**EXCERPTED PASSAGE**
■ ■ ■ ■ ■ ■ ■

If I load the data, ds = xr.open_zarr('temperature') the chunk size is correct

Then if I re-generate the dataset as above, change the chunk size, and overwrite the file, it works: ds = xr.Dataset(data_vars=data_vars, coords=coords, ) ds = ds.chunk({"lat": 100, "lon": 80, "time":100}) ds.to_zarr('temperature',mode='w', consolidated=True) When i re-load the zarr files now the chunk size are (100,80,100).

However if I do: ds = xr.Dataset(data_vars=data_vars, coords=coords, ) ds = ds.chunk({"lat": 20, "lon": 80, "time":100}). # 20 for lat ds.to_zarr('temperature',mode='w', consolidated=True) ds = xr.open_zarr('temperature') ds = ds.chunk({"lat": 100, "lon": 80, "time":100}) ds.to_zarr('temperature',mode='w', consolidated=True)

when i then re-open the file, the chunk size is still (20,80,100).

■ ■ ■ ■ ■ ■ ■

**EXERCISE BRIEF**
Summarize the zarr chunking excerpt in two sentences. The lines that follow come from a different source.

**SUPPLIED INFORMATION**
■ ■ ■ ■ ■ ■ ■

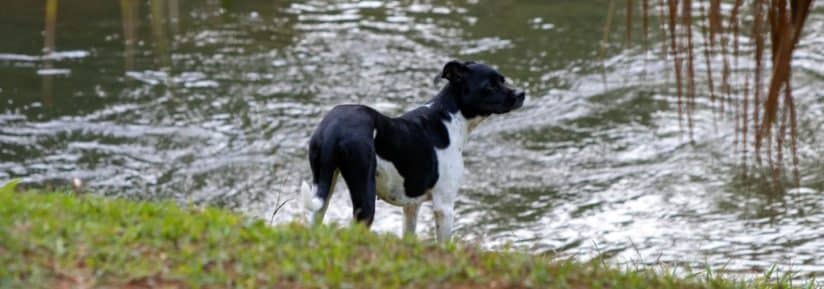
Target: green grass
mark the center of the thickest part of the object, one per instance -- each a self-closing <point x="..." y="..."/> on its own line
<point x="59" y="240"/>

■ ■ ■ ■ ■ ■ ■

**RESULT OF THIS TASK**
Regenerating the dataset, rechunking it to lat 100, lon 80 and time 100, and overwriting the zarr file gives chunks of (100,80,100) on reload. But when the dataset is first written with lat chunks of 20, then opened from the zarr file, rechunked with lat at 100 and written back, reopening it still shows chunks of (20,80,100).